PROMPT: Reproduce each of the following records line for line, with no changes.

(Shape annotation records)
-- Start --

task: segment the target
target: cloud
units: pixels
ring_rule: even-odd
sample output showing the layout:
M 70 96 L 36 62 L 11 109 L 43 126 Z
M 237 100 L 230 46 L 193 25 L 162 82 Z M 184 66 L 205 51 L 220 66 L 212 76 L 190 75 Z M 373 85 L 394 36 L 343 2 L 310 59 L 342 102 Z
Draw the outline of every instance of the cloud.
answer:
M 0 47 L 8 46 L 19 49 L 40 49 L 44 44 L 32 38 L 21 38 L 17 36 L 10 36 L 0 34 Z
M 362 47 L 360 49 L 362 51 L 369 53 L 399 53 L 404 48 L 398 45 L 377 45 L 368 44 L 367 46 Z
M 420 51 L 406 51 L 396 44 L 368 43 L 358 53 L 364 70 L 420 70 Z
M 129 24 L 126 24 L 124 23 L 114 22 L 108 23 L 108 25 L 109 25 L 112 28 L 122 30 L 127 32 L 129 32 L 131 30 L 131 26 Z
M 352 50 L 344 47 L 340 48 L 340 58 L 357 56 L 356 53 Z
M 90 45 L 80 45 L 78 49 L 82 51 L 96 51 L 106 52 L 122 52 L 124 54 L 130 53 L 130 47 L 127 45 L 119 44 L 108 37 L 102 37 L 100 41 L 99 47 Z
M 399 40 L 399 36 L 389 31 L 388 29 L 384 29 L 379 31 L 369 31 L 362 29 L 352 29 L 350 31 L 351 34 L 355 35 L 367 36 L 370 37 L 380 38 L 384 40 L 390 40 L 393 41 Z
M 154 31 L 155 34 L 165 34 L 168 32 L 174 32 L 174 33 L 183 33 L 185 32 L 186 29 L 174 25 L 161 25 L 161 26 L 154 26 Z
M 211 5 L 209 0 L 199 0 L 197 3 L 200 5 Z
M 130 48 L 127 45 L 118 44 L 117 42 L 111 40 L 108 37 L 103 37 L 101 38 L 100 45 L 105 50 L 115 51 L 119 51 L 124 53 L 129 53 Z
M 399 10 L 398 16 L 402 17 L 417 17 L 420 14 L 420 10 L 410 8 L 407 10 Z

-- End --

COMPLETE OUTPUT:
task: segment the target
target: cloud
units: pixels
ring_rule: even-odd
sample output showing the layout:
M 70 96 L 36 62 L 11 109 L 43 126 Z
M 237 100 L 230 46 L 193 25 L 162 82 Z M 184 66 L 205 51 L 220 66 L 212 76 L 190 75 Z M 373 85 L 394 36 L 343 2 L 310 59 L 342 102 Z
Draw the outline of every instance of the cloud.
answer:
M 0 47 L 8 46 L 19 49 L 40 49 L 44 44 L 32 38 L 21 38 L 17 36 L 10 36 L 0 34 Z
M 362 47 L 360 49 L 362 51 L 369 53 L 399 53 L 404 48 L 398 45 L 377 45 L 368 44 L 367 46 Z
M 420 51 L 406 51 L 396 44 L 368 43 L 358 53 L 364 70 L 420 70 Z
M 129 24 L 126 24 L 124 23 L 114 22 L 108 23 L 108 25 L 109 25 L 112 28 L 122 30 L 127 32 L 129 32 L 131 30 L 131 26 Z
M 352 50 L 344 47 L 340 48 L 340 58 L 357 56 L 356 53 Z
M 90 45 L 80 45 L 78 49 L 82 51 L 96 51 L 106 52 L 122 52 L 124 54 L 130 53 L 130 47 L 127 45 L 119 44 L 108 37 L 102 37 L 100 41 L 99 47 Z
M 399 40 L 399 36 L 389 31 L 388 29 L 384 29 L 379 31 L 369 31 L 362 29 L 352 29 L 350 31 L 351 34 L 355 35 L 367 36 L 370 37 L 380 38 L 384 40 L 390 40 L 393 41 Z
M 154 31 L 155 34 L 165 34 L 168 32 L 174 32 L 174 33 L 183 33 L 185 32 L 186 29 L 174 25 L 161 25 L 161 26 L 154 26 Z
M 211 5 L 209 0 L 199 0 L 197 3 L 200 5 Z
M 130 48 L 127 45 L 118 44 L 117 42 L 111 40 L 108 37 L 103 37 L 101 38 L 100 45 L 105 50 L 115 51 L 119 51 L 124 53 L 129 53 Z
M 399 10 L 398 16 L 402 17 L 417 17 L 420 14 L 420 10 L 410 8 L 407 10 Z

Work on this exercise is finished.